[Aim]
Reproduce the listing from its first line through the line containing "(1151, 152)", both ends included. Omit the pictures from your copy.

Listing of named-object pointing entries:
###

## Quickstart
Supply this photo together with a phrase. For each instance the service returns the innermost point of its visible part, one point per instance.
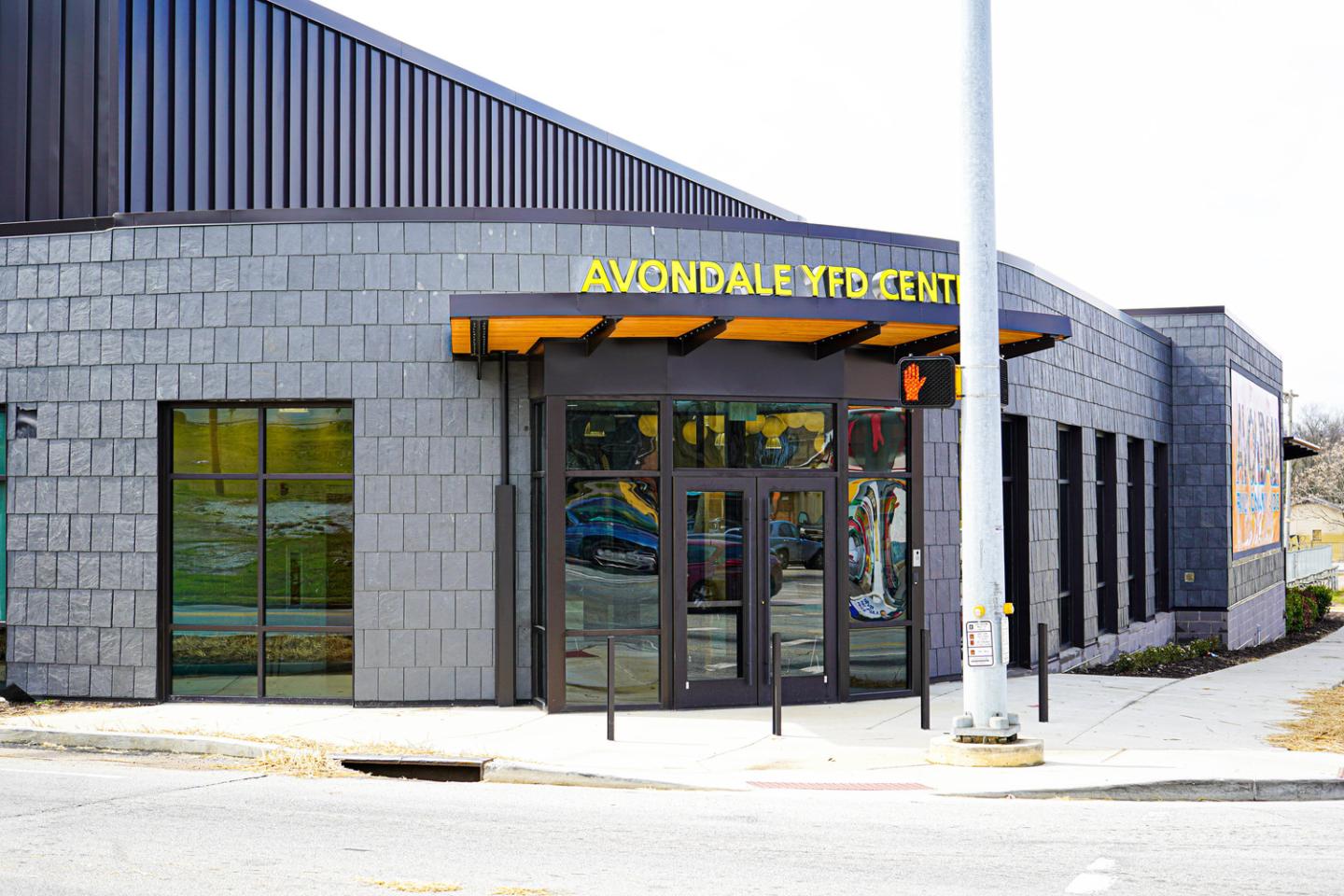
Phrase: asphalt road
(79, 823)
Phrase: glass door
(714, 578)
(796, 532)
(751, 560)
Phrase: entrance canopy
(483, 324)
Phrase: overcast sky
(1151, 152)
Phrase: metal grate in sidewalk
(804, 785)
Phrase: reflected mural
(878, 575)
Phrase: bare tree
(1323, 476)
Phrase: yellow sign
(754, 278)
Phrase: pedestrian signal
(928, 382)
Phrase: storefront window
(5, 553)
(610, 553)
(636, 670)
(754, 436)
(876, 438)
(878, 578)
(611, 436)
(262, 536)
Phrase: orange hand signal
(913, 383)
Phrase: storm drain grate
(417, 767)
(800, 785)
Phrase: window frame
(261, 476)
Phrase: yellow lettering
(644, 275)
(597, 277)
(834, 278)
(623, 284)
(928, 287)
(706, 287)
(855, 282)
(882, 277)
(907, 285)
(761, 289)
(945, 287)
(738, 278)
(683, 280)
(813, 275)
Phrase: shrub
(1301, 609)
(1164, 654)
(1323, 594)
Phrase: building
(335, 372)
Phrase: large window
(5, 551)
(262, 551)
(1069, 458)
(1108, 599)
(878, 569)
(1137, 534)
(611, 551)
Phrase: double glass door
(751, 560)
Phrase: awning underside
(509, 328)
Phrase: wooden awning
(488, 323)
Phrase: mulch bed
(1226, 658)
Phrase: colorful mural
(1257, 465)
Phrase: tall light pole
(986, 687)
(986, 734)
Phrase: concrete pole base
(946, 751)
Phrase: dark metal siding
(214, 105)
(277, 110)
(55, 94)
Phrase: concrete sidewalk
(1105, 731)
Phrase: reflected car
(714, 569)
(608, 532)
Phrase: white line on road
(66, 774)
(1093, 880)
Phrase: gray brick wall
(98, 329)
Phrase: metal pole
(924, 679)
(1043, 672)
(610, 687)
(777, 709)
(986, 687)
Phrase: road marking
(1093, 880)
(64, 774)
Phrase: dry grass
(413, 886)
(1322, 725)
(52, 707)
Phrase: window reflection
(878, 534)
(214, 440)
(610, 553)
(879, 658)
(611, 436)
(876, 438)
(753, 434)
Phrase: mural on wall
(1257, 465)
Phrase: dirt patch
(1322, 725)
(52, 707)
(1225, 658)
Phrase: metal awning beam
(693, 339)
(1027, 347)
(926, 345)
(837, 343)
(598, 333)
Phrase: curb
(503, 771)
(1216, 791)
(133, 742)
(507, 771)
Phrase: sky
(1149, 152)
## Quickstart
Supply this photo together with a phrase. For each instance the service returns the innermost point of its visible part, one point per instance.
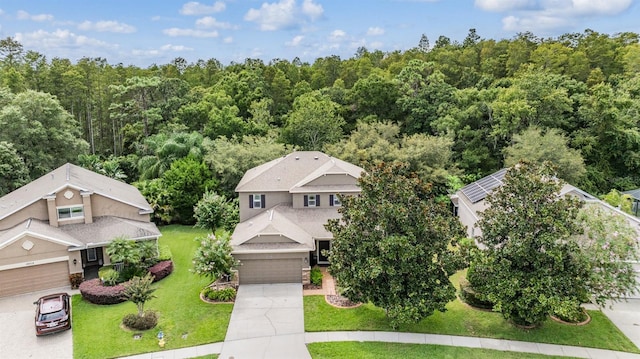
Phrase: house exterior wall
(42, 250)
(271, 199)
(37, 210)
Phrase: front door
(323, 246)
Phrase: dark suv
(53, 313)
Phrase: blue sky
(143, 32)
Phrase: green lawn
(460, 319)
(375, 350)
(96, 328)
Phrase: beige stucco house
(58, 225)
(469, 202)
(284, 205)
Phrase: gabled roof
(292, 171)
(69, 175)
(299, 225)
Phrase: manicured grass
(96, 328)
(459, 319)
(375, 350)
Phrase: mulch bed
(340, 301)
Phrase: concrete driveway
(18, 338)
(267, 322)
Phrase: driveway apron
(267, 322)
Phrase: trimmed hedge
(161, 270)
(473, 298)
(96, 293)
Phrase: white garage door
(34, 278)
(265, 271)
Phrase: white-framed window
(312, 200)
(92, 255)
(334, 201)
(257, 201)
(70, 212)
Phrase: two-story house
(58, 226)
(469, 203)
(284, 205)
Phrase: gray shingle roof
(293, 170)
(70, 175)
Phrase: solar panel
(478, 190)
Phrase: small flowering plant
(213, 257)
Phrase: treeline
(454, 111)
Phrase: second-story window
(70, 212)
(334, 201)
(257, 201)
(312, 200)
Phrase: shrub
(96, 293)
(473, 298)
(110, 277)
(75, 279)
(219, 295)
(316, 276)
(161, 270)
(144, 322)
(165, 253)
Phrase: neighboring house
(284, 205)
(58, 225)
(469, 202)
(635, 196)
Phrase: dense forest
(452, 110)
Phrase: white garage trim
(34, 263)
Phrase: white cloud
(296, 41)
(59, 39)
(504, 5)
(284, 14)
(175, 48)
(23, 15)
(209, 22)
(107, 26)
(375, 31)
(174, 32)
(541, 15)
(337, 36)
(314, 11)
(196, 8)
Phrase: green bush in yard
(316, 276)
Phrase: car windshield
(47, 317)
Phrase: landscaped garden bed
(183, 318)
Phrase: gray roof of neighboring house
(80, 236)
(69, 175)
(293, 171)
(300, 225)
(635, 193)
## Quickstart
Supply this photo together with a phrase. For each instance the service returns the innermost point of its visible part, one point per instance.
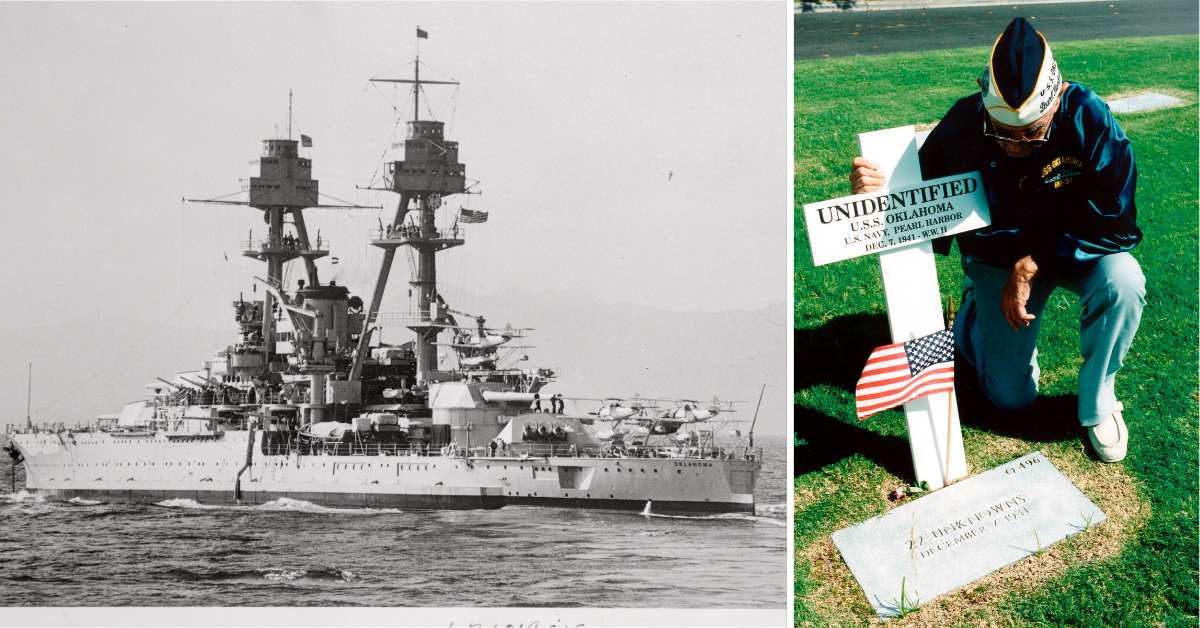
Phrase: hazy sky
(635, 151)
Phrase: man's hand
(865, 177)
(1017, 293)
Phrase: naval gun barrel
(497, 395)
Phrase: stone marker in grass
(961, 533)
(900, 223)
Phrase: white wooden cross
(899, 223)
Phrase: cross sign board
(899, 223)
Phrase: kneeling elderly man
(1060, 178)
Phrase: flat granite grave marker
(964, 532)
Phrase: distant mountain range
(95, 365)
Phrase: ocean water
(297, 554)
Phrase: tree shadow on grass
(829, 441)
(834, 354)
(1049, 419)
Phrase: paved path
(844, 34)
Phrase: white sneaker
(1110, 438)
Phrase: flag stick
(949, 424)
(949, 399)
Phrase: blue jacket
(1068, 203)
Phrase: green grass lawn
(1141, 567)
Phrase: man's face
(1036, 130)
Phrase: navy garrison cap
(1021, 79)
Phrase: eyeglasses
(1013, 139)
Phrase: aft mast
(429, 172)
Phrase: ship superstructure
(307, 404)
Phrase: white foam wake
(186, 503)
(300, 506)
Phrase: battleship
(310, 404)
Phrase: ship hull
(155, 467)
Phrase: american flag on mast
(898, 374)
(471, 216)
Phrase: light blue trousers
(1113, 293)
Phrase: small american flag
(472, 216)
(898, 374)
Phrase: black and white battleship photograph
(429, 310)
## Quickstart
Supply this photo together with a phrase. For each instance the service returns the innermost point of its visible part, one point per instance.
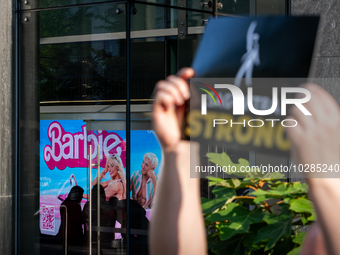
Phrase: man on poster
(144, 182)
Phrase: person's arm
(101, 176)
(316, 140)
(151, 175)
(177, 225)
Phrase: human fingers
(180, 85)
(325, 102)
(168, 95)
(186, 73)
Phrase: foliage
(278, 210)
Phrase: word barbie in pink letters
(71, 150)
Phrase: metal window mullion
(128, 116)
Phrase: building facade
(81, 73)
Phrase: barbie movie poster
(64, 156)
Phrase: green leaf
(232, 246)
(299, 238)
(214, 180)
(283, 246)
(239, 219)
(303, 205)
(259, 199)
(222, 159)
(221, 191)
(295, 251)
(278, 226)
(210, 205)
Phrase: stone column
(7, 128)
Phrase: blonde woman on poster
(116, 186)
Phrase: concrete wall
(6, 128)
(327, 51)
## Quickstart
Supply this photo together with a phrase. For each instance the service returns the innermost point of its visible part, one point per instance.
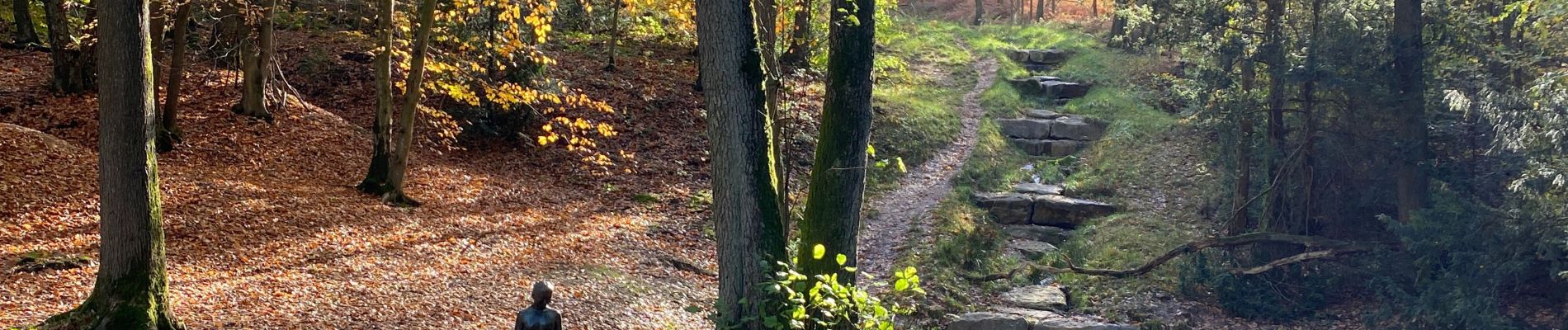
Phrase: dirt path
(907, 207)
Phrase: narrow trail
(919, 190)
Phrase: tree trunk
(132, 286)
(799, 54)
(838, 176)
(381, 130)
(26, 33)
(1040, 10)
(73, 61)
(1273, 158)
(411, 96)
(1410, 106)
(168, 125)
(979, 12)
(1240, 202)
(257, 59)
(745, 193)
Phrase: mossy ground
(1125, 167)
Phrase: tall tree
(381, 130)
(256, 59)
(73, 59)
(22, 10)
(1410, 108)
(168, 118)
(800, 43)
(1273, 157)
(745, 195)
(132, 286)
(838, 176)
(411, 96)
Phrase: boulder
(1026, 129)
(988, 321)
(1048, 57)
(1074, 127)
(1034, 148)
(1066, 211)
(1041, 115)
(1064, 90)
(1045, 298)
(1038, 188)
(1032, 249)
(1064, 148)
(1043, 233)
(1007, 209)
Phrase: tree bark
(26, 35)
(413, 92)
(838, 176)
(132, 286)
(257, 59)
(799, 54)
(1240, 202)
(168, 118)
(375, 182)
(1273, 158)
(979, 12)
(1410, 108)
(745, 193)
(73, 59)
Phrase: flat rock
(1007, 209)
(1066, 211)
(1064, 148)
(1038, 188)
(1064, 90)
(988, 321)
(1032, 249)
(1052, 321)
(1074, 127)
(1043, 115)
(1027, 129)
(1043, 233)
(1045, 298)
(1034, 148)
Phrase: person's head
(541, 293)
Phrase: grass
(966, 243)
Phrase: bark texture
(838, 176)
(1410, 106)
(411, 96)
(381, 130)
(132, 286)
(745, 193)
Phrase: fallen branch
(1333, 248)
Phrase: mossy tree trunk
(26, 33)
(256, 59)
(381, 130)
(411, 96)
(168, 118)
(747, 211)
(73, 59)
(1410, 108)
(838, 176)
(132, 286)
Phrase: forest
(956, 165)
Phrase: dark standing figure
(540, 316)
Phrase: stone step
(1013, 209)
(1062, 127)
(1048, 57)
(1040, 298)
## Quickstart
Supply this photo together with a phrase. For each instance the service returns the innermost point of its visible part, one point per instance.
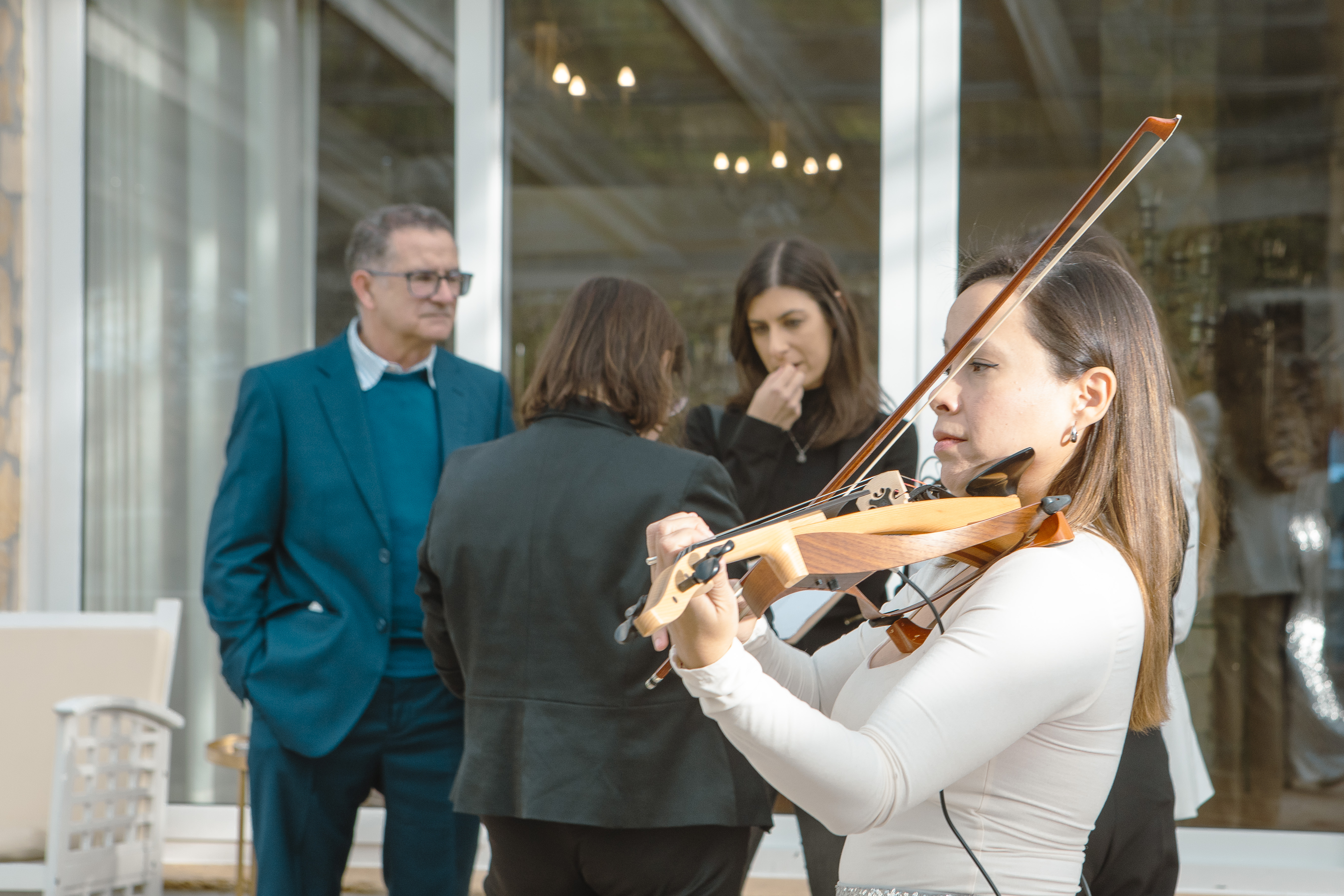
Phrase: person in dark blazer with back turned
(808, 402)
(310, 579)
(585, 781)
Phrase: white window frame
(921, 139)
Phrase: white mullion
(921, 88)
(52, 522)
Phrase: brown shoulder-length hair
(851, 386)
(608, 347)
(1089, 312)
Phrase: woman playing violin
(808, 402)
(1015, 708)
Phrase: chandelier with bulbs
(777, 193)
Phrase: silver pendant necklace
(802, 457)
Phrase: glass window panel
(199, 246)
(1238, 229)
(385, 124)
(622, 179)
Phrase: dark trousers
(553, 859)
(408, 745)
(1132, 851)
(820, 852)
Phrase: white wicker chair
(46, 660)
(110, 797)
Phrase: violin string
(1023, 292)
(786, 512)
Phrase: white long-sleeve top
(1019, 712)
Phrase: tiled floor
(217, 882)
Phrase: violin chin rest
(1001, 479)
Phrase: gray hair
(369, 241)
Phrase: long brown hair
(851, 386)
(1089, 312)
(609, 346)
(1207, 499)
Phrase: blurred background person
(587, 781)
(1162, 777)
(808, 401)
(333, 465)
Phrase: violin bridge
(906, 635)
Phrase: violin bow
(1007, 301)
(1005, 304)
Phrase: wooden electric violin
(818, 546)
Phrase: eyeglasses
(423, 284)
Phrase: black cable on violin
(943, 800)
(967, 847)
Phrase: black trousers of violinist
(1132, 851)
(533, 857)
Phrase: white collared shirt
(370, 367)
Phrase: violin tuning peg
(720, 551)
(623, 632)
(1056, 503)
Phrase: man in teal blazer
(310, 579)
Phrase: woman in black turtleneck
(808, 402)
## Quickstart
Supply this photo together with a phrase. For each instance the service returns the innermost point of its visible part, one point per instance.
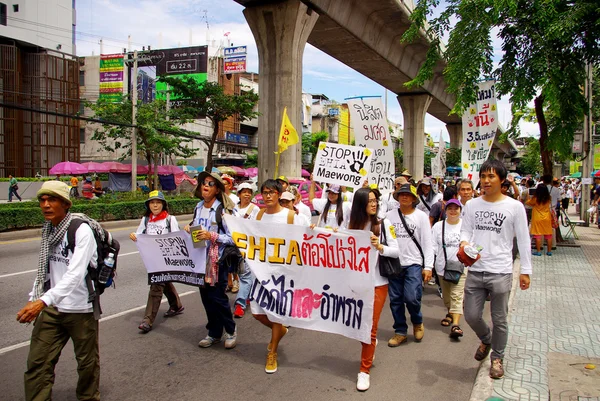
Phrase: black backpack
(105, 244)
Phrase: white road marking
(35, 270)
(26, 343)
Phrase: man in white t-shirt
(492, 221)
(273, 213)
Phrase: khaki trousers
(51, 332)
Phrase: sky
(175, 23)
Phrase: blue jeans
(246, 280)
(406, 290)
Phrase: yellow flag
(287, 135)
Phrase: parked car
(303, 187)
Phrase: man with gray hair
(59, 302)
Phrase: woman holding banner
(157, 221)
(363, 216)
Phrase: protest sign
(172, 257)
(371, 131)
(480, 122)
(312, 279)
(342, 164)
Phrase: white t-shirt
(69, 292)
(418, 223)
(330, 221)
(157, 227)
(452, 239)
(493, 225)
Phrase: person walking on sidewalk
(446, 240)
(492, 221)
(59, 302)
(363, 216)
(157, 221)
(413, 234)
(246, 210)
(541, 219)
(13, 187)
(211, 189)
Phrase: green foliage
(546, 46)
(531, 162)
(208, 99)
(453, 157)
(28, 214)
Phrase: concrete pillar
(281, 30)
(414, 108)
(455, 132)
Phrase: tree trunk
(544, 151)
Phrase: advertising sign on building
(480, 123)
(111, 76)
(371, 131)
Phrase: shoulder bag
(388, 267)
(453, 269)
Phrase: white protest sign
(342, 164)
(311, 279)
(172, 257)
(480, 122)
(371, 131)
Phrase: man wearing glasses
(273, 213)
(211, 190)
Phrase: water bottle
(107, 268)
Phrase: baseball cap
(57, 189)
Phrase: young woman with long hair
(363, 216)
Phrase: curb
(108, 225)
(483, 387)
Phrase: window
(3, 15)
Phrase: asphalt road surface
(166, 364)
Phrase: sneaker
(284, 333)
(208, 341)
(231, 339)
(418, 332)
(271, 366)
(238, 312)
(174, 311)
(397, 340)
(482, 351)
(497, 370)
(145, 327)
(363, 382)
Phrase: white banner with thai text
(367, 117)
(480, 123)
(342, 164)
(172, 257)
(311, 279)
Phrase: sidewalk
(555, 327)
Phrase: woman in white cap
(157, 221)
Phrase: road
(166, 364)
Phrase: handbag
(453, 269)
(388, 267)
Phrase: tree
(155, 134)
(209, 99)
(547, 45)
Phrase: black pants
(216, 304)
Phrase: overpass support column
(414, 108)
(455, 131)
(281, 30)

###

[Task answer]
## Quickstart
Supply this photo together with a phrase. For each instance the service returns the innermost point of its visible part, one point per instance.
Phrase: asphalt road
(79, 823)
Phrase: glass door
(714, 578)
(796, 532)
(751, 560)
Phrase: entrance canopy
(483, 324)
Phrase: overcast sky
(1151, 152)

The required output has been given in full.